— WHAT NEEDS TO BE DONE —
Reproduce every entry exactly as given.

— AVAILABLE DATA —
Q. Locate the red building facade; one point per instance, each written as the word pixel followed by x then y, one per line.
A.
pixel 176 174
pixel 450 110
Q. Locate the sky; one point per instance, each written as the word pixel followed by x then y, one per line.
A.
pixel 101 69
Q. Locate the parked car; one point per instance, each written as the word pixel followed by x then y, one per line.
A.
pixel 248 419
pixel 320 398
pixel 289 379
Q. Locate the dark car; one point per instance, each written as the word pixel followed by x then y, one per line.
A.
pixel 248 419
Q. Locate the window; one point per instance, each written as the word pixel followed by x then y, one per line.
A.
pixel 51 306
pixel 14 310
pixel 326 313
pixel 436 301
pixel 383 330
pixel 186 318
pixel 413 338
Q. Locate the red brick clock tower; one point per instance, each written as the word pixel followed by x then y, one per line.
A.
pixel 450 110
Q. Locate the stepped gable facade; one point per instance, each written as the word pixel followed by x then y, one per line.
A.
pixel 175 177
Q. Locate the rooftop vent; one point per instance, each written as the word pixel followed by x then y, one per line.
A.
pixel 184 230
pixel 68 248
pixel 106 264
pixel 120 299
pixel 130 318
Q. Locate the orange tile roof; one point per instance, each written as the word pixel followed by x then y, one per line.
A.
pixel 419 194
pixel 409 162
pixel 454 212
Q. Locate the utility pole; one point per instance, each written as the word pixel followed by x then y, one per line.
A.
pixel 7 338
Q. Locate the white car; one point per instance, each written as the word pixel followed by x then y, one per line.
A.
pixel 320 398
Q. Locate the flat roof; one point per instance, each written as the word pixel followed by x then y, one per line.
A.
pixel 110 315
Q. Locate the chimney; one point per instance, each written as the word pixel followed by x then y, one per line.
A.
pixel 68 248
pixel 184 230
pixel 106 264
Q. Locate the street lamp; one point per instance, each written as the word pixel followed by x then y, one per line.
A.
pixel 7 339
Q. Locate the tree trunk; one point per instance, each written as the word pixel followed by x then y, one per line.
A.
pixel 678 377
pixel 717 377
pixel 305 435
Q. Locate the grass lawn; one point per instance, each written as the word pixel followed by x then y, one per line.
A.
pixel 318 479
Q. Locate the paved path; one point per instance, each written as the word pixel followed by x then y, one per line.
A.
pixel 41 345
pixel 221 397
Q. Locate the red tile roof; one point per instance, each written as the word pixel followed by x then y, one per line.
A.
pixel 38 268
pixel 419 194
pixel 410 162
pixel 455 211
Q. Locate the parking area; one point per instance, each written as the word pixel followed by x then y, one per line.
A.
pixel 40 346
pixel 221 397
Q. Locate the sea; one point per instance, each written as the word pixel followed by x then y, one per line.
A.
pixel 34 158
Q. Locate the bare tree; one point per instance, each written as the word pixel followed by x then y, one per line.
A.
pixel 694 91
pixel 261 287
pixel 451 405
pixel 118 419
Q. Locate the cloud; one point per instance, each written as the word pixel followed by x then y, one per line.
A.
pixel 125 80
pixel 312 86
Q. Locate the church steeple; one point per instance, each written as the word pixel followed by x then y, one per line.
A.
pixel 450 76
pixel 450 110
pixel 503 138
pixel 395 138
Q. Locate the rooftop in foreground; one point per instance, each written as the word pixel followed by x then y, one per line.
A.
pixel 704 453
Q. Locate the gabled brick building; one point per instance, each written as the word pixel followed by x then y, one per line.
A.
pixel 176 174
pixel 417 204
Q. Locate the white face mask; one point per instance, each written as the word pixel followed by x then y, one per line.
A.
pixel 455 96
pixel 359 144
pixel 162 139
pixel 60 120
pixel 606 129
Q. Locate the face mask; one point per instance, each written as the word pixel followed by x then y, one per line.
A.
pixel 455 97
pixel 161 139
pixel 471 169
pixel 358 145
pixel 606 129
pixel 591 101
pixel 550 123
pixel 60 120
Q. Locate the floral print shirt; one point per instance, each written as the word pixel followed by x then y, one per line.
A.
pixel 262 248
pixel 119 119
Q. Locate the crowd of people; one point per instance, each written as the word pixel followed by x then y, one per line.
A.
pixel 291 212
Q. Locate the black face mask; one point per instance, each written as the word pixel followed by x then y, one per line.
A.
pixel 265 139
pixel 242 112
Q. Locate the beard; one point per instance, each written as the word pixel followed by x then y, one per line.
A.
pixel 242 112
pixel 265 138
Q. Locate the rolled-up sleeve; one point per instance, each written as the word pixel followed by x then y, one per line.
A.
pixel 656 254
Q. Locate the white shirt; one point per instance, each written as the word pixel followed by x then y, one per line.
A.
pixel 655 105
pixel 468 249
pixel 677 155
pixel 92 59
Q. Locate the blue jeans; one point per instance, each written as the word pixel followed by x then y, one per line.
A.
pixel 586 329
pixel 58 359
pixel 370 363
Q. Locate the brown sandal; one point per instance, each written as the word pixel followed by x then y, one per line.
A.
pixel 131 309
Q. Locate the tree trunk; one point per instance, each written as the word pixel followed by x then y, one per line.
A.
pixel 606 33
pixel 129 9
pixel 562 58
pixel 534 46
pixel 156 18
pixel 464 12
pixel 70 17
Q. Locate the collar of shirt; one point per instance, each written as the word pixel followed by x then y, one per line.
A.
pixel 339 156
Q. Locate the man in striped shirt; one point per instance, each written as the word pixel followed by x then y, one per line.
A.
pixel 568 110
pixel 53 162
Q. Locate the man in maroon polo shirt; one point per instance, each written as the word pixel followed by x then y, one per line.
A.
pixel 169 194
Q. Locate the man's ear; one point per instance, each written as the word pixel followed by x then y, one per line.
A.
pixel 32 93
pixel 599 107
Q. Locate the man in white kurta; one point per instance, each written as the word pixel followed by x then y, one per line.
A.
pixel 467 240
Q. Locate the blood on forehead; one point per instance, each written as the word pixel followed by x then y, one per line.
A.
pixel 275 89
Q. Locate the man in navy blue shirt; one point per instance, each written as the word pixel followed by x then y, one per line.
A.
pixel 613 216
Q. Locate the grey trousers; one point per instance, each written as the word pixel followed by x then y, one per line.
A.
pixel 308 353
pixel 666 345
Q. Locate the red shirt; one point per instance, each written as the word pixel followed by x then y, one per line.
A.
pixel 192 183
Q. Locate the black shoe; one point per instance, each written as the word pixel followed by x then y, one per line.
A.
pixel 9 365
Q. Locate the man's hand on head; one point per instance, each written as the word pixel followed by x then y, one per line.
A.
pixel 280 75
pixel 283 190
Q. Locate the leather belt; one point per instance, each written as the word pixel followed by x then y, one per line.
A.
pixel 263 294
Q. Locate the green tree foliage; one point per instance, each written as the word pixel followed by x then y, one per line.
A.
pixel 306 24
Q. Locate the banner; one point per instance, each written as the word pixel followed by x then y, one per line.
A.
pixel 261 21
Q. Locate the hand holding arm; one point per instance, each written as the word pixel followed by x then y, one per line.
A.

— TASK RESPONSE —
Q. Locate the red building facade; one point per instance, each written as the word pixel followed by x then y, one per line.
A.
pixel 176 174
pixel 450 110
Q. Locate the sky; one point per instance, each written as the word pixel followed by x then y, one per line.
A.
pixel 101 69
Q. Locate the parked car; one point per instance, each written as the word pixel followed by x then y, one per line.
A.
pixel 248 419
pixel 320 398
pixel 289 379
Q. Locate the dark car; one point per instance, each written as the word pixel followed by x then y, one per line.
A.
pixel 248 419
Q. Locate the window; one point per instance, each written as the word pixel followed by x then y, one per line.
A.
pixel 51 306
pixel 14 310
pixel 326 313
pixel 436 301
pixel 383 330
pixel 186 318
pixel 413 338
Q. Locate the red brick clock tower; one point per instance, each written as the word pixel followed by x then y, one per line.
A.
pixel 450 110
Q. Locate the stepped gable facade; one point per instance, each written as the word pixel followed by x then y, one per line.
A.
pixel 175 177
Q. Locate the rooftop vent; one point per instance, each written as the word pixel followed by x then y, one per line.
A.
pixel 184 230
pixel 68 248
pixel 106 264
pixel 120 299
pixel 130 318
Q. Locate the orange tile roof; one point per instance, each written as the word pixel followed by x then y, one per line.
A.
pixel 419 194
pixel 409 162
pixel 454 212
Q. Locate the utility pole; one point per instance, each written as the word pixel followed by x then y, one per line.
A.
pixel 7 338
Q. Locate the white car; one point per instance, each written as the word pixel followed by x then y, one per line.
A.
pixel 320 398
Q. Locate the flat roof; one point per instance, each written as the word pixel followed by x then y, one per line.
A.
pixel 110 315
Q. Locate the chimney; one point per instance, each written as the word pixel followed by x then y, one per line.
A.
pixel 68 248
pixel 184 230
pixel 106 264
Q. Locate the street lamp; one point per instance, each written as the word pixel followed by x then y, one per line.
A.
pixel 7 339
Q. Locate the tree trunk; one point per instance, each written as the word pixel followed by x then y, one per line.
A.
pixel 678 377
pixel 717 377
pixel 305 435
Q. Locate the grass lawn; one point per instance, each written as the word pixel followed by x then y, one per line.
A.
pixel 318 479
Q. Locate the paved path; one point per instance, each written as the word pixel followed by x then y, one per line.
A.
pixel 41 345
pixel 221 397
Q. Locate the red tile roof; one point per instance, each written as the word pixel followed by x then y, one per line.
A.
pixel 38 268
pixel 419 194
pixel 410 162
pixel 455 211
Q. Locate the parking area; one point per instance, each written as the word pixel followed by x then y, one per line.
A.
pixel 40 346
pixel 221 397
Q. Locate the sea; one point per instance, each written as the word pixel followed by x then y, one per line.
A.
pixel 34 158
Q. Locate the bare tree; one point per instance, each written as the word pixel followed by x then y, one per line.
A.
pixel 694 91
pixel 261 287
pixel 451 405
pixel 118 419
Q. Locate the cloud; one point per instance, each written as the word pixel followed by x then y, one per line.
A.
pixel 125 80
pixel 312 86
Q. Locate the church steeple; one point per instance, each written as the word pixel followed by x then y, one per line.
A.
pixel 450 76
pixel 450 110
pixel 503 138
pixel 395 138
Q. Locate the rooftop in foreground; one point per instance, each written as the word pixel followed by x then y, one per line.
A.
pixel 704 453
Q. Locate the gabled brick building; one point per instance, each written as the word pixel followed by x then y, one per line.
A.
pixel 176 174
pixel 417 204
Q. Locate the white face mask; one point per instance, each written as the word pixel followed by x then y, one per line.
A.
pixel 455 96
pixel 359 144
pixel 162 139
pixel 60 120
pixel 606 129
Q. Locate the face mask; one point per instance, each written as the word pixel followed by x then y, one per line.
A.
pixel 455 97
pixel 161 139
pixel 471 169
pixel 358 145
pixel 606 129
pixel 591 101
pixel 550 123
pixel 60 120
Q. Locate the floral print shirt; one point per instance, each written as the word pixel followed by x then y, one per line.
A.
pixel 262 248
pixel 119 119
Q. Locate the crowd of people; one point per instance, each written as the word pixel followed by x then y, one per line.
A.
pixel 291 212
Q. Locate the black face mask; one point per instance, each written as the word pixel followed by x then y, one per line.
A.
pixel 265 139
pixel 242 112
Q. Locate the beard; one point per instance, each written as the word pixel followed by x then y, one per line.
A.
pixel 242 112
pixel 265 138
Q. Locate the rolled-up sleeve; one point per instance, each written as the word pixel followed by x then y, one per line.
A.
pixel 656 254
Q. Locate the white shirt; one point per instance, each written as the word pixel followed by x then y, one per line.
A.
pixel 655 105
pixel 468 249
pixel 677 155
pixel 92 59
Q. Locate the blue jeans; one point per instance, each written as the word pixel followed by x then y, one per line.
A.
pixel 586 329
pixel 58 359
pixel 370 363
Q. Locate the brown sandal; one point per instance, each written as the word pixel followed by x then y, one per line.
A.
pixel 131 309
Q. Locate the tree trunk; one point per instance, each written as the word pixel followed by x then y, one per line.
A.
pixel 606 33
pixel 129 9
pixel 562 58
pixel 534 46
pixel 156 18
pixel 464 12
pixel 70 17
Q. Locate the collar of shirt; one point per instance, each written as the word pixel followed by x then y, one per line.
A.
pixel 339 156
Q. Locate the man in striped shirt; one point per instance, each written as the word pixel followed by x then y, one per line.
A.
pixel 568 110
pixel 53 162
Q. Locate the man in maroon polo shirt; one point per instance, each written as the word pixel followed by x then y, one per line.
A.
pixel 169 194
Q. Locate the man's ear; one point per instance, each written as the word pixel followed by x then y, one per line.
A.
pixel 32 93
pixel 599 107
Q. Locate the man in white kurta; one point per instance, each written as the word pixel followed by x then y, one per line.
A.
pixel 467 240
Q. Locate the blood on forehead; one point per instance, each written as the word pixel followed by x then y, one per line.
A.
pixel 275 89
Q. Locate the man in navy blue shirt; one point per instance, each written as the word pixel followed by x then y, one per line.
A.
pixel 613 216
Q. Locate the grey trousers; one point per instance, each written as the word pixel followed by x then y, one per line.
A.
pixel 308 353
pixel 666 345
Q. Locate the red shirt; one point per instance, each written as the word pixel followed by x then y, one per line.
A.
pixel 192 183
Q. Locate the black shoe; one point per instance, each written as the word pixel followed by x then y, one per line.
A.
pixel 9 365
Q. Locate the man's hand on head; one point per instance, each written as the word pixel followed by x then y, one per line.
A.
pixel 280 75
pixel 283 190
Q. Locate the leather belt; one point per instance, each written as the word pixel followed by x then y, one per line.
A.
pixel 263 294
Q. Locate the green tree foliage; one point per instance, each written as the word pixel followed by x then y, one per line.
A.
pixel 306 24
Q. Locate the banner; one point per instance, each written as the word pixel followed by x then y, one per line.
A.
pixel 261 21
Q. Locate the hand holding arm; one point per instance, each written as the word pixel followed by x then y, one per line.
A.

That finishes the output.